━━━ Texto exibido ━━━
Aliado do governo, presidente do Senado não coloca em votação vetos à obrigatoriedade do uso de máscaras em locais públicos e à ampliação do auxílio emergencial às mulheres, entre outros

Reprodução/TV Senado
Reprodução/TV Senado
"Senador constrói uma relação com Bolsonaro e não põe para votar”, diz Enio Verri

São Paulo – O Congresso Nacional já deveria ter apreciado diversos vetos do presidente Jair Bolsonaro em trechos de projetos aprovados no parlamento. Porém, o presidente do Senado e do Congresso, Davi Alcolumbre (DEM-AP), a quem cabe convocar a sessão conjunta das duas casas do Legislativo, não convoca a sessão. Os vetos de Bolsonaro dizem respeito a matérias relevantes, como o da obrigatoriedade do uso de máscaras em locais públicos, a ampliação do direito ao auxílio emergencial às mulheres, o repasse de R$ 8,6 bilhões aos estados e municípios para o combate à pandemia, o reajuste salarial de servidores, entre outros. Todos já ultrapassaram o prazo de 30 dias para serem voados.
━━━ Dados brutos ━━━
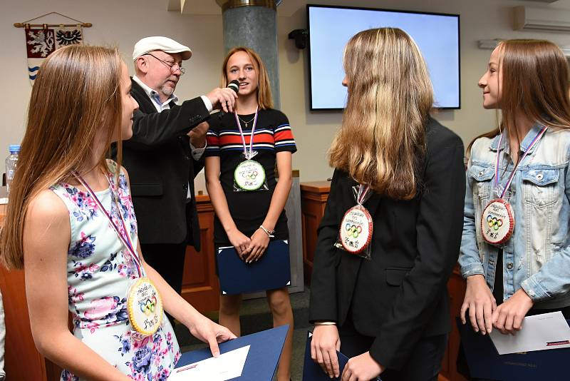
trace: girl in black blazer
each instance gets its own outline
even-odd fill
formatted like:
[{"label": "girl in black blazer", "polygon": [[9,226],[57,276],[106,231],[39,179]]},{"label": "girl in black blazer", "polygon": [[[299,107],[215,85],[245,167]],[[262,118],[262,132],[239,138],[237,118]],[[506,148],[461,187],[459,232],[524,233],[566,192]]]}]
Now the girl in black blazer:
━━━
**Tarefa A**
Quais matérias dos vetos de Bolsonaro a notícia sobre os vetos cita como exemplos?
**Tarefa B**
Copie tudo da notícia sobre os vetos, desde "São Paulo –" até "para serem voados.".

**Resultado A**
- Obrigatoriedade do uso de máscaras em locais públicos
- Ampliação do direito ao auxílio emergencial às mulheres
- Repasse de R$ 8,6 bilhões aos estados e municípios para o combate à pandemia
- Reajuste salarial de servidores

**Resultado B**
São Paulo – O Congresso Nacional já deveria ter apreciado diversos vetos do presidente Jair Bolsonaro em trechos de projetos aprovados no parlamento. Porém, o presidente do Senado e do Congresso, Davi Alcolumbre (DEM-AP), a quem cabe convocar a sessão conjunta das duas casas do Legislativo, não convoca a sessão. Os vetos de Bolsonaro dizem respeito a matérias relevantes, como o da obrigatoriedade do uso de máscaras em locais públicos, a ampliação do direito ao auxílio emergencial às mulheres, o repasse de R$ 8,6 bilhões aos estados e municípios para o combate à pandemia, o reajuste salarial de servidores, entre outros. Todos já ultrapassaram o prazo de 30 dias para serem voados.